== Pointing dataset excerpts ==
..............................

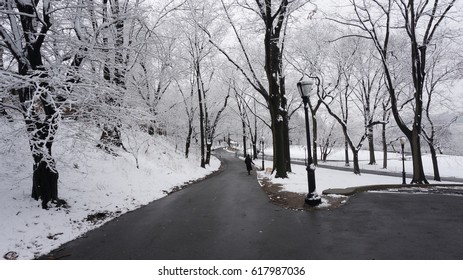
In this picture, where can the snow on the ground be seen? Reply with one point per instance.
(94, 183)
(449, 165)
(328, 179)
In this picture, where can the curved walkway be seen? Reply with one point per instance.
(228, 216)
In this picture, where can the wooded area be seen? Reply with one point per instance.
(208, 71)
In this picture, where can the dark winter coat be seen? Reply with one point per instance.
(248, 162)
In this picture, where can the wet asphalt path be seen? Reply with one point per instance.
(228, 216)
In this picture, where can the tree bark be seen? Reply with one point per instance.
(435, 164)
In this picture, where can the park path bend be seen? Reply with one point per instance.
(228, 216)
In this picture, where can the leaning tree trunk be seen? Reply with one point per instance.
(314, 139)
(371, 146)
(418, 171)
(383, 136)
(346, 152)
(435, 164)
(356, 161)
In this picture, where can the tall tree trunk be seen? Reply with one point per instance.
(201, 113)
(418, 170)
(188, 139)
(346, 151)
(356, 161)
(383, 139)
(314, 139)
(243, 126)
(435, 164)
(371, 146)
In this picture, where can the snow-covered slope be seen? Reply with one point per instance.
(96, 185)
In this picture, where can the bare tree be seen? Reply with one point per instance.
(274, 16)
(380, 22)
(24, 38)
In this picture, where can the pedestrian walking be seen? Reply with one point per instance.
(249, 163)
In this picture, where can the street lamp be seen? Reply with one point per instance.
(312, 199)
(262, 148)
(402, 144)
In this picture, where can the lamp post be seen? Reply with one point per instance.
(402, 144)
(312, 199)
(262, 148)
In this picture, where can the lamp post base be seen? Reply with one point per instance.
(313, 199)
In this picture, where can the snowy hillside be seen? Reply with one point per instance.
(96, 185)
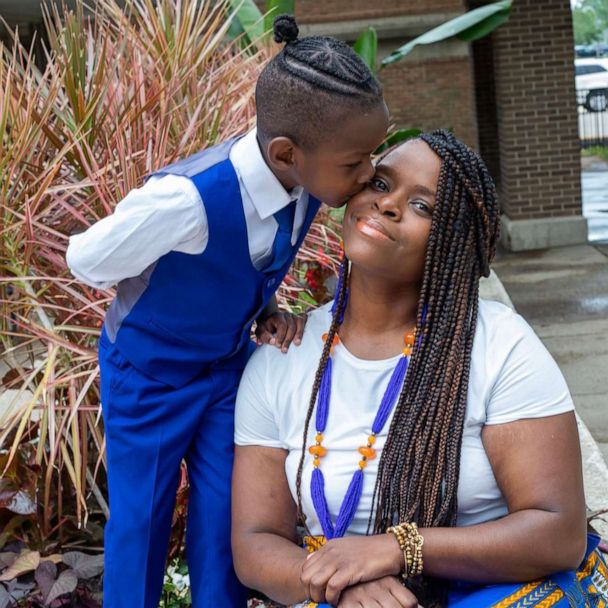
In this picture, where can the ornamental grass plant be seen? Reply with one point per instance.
(123, 92)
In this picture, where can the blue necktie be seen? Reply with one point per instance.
(282, 248)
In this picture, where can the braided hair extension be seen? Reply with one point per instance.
(419, 467)
(312, 82)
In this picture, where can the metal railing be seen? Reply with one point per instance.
(592, 117)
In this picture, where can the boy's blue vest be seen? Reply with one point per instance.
(186, 313)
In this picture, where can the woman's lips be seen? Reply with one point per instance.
(373, 228)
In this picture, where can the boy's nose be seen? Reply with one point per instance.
(366, 174)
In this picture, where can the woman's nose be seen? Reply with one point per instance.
(388, 205)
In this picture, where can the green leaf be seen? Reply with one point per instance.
(249, 19)
(470, 26)
(397, 137)
(274, 8)
(366, 47)
(308, 298)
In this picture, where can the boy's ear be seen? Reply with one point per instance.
(281, 153)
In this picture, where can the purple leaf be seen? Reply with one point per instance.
(66, 583)
(85, 566)
(46, 573)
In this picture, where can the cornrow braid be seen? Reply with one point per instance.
(312, 83)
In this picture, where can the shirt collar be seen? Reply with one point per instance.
(264, 189)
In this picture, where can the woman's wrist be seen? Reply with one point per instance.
(395, 563)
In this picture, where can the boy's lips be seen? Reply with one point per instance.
(373, 227)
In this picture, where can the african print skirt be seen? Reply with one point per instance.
(586, 587)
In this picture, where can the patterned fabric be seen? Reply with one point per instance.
(586, 587)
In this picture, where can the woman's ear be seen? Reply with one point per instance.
(280, 152)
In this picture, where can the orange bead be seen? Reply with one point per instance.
(368, 452)
(317, 450)
(335, 341)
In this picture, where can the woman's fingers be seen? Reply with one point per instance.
(300, 325)
(290, 332)
(336, 585)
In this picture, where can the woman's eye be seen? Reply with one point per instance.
(425, 207)
(378, 184)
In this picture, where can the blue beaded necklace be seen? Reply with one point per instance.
(367, 452)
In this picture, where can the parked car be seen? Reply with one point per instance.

..............................

== Direction ==
Start at the line containing "In this picture, where can the woman's wrist" and copy every line through the end of the records, subtracting 14 from each coordinate in the answers. Leave all other lines as they are.

== Exercise result ==
In this picture, where can the woman's wrist be seen? Reply with one point per instance.
(381, 549)
In this picture, where can the boy's lips be seen? Reply with one point per instance.
(359, 213)
In this picture, where can the african print skirt be seen? Reply with one point per instance.
(572, 573)
In this picture, where can the patterned fabric be seen? Reply with one point per instance.
(572, 573)
In this picture, where can the woman's ear be seen? Reply with one point per instance.
(266, 138)
In this picture, where can the orange bead be seen? Reply with one point per instance.
(354, 438)
(303, 436)
(321, 327)
In this picture, where can the woman's fingers be seen? Reply with one point per instance.
(286, 311)
(276, 318)
(322, 571)
In this picture, where can the woman's eye be seen? Reply with one point per instance.
(411, 193)
(364, 170)
In this picture, where can the blue beaded necklace be seen? Reply with one point per instance.
(353, 438)
In this picture, where can the parked car be seen? Reply with one point per instance.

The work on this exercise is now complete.